# Tasks to carry out:
- A) In the plant catalog, condense the paragraph beginning "Every gardener should find a place" into a bulleted list that keeps its main facts.
- B) Pick up the plant catalog after its last line and keep writing from that point.

# Text shown:
Deutzia gracilis 'Duncan' – Chardonnay Pearls® slender deutzia Deutzia gracilis 'Duncan' (Hydrangeaceae)
Chardonnay Pearls® slender deutzia
Chardonnay Pearls™ was selected for Garden Design's "Way Hot 100" list in 2006. This wonderful, small shrub has vibrant lime-yellow foliage. In spring, it's covered with pure white, pearl-like buds that open into delicate, white star shaped flowers. It's a compact shrub only 20"–36" tall and 18"–24" wide. Great choice for the shrub border, perennial border, smaller gardens, and even containers. This easy to grow, deciduous shrub performs best in a site with partial shade and medium moisture. These plants were kindly donated by Proven Winners® ColorChoice®. (quart container)
Number of photographs in the Photograph Collection: 13

Dichroa febrifuga – evergreen false-hydrangea Dichroa febrifuga (Hydrangeaceae)
evergreen false-hydrangea
Every gardener should find a place for this beautiful member of the hydrangea family. Clusters of star shaped, blue flowers emerge from showy, round, pale blue buds from late spring through early summer. In autumn, bright indigo-blue berries persist on this small, evergreen shrub for many months. Our seven-year-old plant has performed well in the shade of the Lath House and is now 2' tall and 5' wide. Our friends at Forestfarm (Williams, Oregon) say that it is hardy to 10°F (USDA Zone 8a), so some winter protection may be needed in the Raleigh area. Various groups have reported that D. febrifuga can be hybridized with some species of true Hydrangea. Imagine a hydrangea with attractive blue fruit! One can only dream. (4" container)
Number of photographs in the Photograph Collection: 26

Ficus afghanistanica – Afgan fig Ficus afghanistanica (Moraceae)

# Entries provided:
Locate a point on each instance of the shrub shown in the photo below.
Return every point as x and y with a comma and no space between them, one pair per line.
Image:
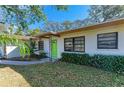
109,63
76,58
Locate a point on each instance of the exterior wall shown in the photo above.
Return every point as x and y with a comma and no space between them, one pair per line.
91,41
46,46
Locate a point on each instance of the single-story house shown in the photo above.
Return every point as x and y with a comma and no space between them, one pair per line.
105,38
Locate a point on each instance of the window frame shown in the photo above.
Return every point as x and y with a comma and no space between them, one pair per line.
73,44
116,41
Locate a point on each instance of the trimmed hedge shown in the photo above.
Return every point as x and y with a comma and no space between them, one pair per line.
109,63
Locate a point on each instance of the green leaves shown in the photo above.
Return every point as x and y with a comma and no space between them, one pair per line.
24,15
13,40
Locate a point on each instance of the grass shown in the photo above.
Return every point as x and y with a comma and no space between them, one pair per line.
58,74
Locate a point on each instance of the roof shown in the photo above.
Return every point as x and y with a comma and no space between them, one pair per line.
24,37
91,27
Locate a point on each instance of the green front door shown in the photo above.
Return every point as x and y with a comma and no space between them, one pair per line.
54,49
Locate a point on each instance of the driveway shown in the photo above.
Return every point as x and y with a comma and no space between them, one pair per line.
9,62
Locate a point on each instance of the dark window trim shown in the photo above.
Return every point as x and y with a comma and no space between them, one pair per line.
116,45
73,43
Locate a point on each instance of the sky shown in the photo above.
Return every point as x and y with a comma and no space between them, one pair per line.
74,12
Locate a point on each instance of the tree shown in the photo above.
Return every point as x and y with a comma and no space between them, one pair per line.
21,17
102,13
52,26
24,15
6,39
67,25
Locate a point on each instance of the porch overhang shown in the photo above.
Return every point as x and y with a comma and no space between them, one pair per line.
48,35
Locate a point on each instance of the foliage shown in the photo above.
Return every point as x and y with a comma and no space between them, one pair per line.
13,40
102,13
33,32
24,15
59,74
109,63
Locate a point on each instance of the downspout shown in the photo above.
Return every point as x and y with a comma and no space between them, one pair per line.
4,48
50,48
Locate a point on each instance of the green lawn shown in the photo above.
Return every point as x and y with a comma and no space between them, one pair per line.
57,74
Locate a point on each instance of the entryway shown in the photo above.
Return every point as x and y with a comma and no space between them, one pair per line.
54,49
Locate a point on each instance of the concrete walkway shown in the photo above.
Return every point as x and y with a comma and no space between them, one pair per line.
9,62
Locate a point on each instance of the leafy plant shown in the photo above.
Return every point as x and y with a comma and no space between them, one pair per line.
43,54
109,63
13,40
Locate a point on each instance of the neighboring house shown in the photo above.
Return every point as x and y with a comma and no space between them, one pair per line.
105,38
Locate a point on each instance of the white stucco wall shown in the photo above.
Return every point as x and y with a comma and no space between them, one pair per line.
91,41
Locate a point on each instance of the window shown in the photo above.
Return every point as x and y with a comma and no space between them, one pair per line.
107,41
41,45
75,44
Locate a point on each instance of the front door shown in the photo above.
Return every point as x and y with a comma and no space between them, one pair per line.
54,49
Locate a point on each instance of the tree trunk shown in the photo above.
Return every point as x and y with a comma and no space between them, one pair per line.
5,55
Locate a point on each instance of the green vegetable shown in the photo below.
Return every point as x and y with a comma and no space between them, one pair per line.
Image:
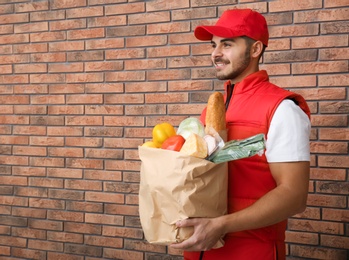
238,149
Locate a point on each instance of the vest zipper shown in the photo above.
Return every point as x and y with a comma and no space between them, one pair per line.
229,95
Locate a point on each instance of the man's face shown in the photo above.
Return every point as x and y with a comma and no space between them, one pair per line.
231,57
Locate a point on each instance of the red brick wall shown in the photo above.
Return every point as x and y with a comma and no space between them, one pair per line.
84,81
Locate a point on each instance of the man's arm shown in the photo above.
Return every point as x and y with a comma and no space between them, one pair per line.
287,199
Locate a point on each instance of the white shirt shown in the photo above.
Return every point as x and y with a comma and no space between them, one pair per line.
288,136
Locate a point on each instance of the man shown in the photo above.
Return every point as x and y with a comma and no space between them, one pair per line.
263,190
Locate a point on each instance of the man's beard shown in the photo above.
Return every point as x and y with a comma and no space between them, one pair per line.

# Exercise responses:
- A)
- Small evergreen shrub in the hydrangea family
- Late spring through early summer: clusters of star-shaped blue flowers open from showy, round, pale blue buds
- Autumn: bright indigo-blue berries that persist for many months
- The seven-year-old plant in the shade of the Lath House is 2' tall and 5' wide
- Forestfarm (Williams, Oregon) rates it hardy to 10°F (USDA Zone 8a), so it may need winter protection in the Raleigh area
- Reported to hybridize with some species of true Hydrangea
- Offered in a 4" container

- B)
Afgan fig
This unusual fig tree is closely related to the familiar common fig (Ficus carica), but is native to Afghanistan and Iraq. In its native homeland, it forms a large, deciduous tree, but here expect a muti-branched large shrub or small tree. Edible fruits are smaller than the common fig, Ficus carica. Performs best in full sun with average moisture and is drought tolerant. Test this great plant's hardiness along with us. It's cold hardy to at least 8°F, and possible lower. Some protection may be needed in the Raleigh area, USDA Zone 7b. These plants were grown from cuttings kindly donated to the JCRA by Plant Delights Nursery (Raleigh, North Carolina). (4" container)
Number of photographs in the Photograph Collection: 4

Gaillardia aestivalis var. winkleri – Texas firewheel Gaillardia aestivalis var. winkleri (Asteraceae)
Texas firewheel
We are proud to be able to offer this rare and Federally endangered plant, Texas firewheel, native only to the East Texas Piney Woods area. These plants have been propagated from specimens at the JCRA. You are probably familiar with the typical Gallardia species (blanket flower) with yellow-orange petals. The variety winkleri ranges in color from white to purple. The form we are offering has white petals with a hint of pink near the base of each petal and a dark center. It is a tough perennial with flowers reaching 2' tall summer through fall. Best in full sun and most likely a well-drained location. USDA Zones 7–9. These are only available to members in North Carolina. Federal law prohibits the shipping of endangered plants across state lines. (4" container)
Number of photographs in the Photograph Collection: 41

Hypericum fasciculatum – sandweed St. John's-wort Hypericum fasciculatum (Hypericaceae)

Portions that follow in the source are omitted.